# What to work on
Reproduce the data that opens with the line containing "For every instance of the glass" and closes with the line containing "x=345, y=420", substituting "ceramic mixing bowl" for "glass mixing bowl" and leaving everything else unchanged. Return only those lines.
>> Start Record extracts
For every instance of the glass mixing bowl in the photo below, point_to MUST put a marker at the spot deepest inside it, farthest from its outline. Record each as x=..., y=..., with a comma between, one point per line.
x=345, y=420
>> End Record extracts
>> Start Record extracts
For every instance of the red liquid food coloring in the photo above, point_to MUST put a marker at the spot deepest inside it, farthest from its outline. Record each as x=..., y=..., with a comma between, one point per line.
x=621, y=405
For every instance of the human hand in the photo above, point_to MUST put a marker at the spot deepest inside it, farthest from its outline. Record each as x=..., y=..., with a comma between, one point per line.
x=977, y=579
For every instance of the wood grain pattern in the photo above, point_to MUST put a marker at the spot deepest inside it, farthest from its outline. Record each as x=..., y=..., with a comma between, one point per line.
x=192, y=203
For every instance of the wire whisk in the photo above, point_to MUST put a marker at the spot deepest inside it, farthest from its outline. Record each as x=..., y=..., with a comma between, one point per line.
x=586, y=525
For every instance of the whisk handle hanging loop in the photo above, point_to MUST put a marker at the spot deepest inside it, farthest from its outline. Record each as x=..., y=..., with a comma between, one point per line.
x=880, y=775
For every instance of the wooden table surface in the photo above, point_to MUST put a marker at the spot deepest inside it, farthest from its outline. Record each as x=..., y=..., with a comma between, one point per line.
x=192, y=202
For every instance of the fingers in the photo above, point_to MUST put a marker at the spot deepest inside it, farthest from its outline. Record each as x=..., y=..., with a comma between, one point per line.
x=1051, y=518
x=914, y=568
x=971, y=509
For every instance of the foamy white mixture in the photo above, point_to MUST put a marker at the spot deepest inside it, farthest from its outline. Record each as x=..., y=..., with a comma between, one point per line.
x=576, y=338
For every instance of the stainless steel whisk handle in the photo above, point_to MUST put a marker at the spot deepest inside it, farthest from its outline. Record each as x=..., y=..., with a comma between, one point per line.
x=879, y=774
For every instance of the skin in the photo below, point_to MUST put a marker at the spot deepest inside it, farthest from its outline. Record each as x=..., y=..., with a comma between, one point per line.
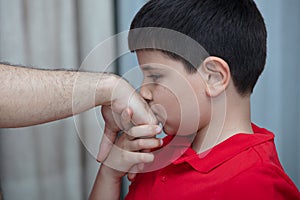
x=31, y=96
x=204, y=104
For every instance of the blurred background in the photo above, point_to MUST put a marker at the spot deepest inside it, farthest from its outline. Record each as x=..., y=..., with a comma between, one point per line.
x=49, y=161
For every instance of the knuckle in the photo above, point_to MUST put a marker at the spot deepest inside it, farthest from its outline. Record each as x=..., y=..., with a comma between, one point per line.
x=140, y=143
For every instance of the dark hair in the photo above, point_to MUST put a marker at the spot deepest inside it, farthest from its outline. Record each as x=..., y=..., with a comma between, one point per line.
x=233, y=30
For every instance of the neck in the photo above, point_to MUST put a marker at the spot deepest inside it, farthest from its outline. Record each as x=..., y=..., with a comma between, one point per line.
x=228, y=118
>> End Record extracts
>> Start Record extracts
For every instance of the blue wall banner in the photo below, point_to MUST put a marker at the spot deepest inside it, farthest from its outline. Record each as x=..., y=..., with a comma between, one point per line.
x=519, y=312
>> End Record extracts
# The answer
For every instance of the ceramic mixing bowl in the photo below, point_to MUST put a marker at the spot deepest inside it, farthest from its outline. Record each as x=..., y=..., with a comma between, one point per line.
x=345, y=420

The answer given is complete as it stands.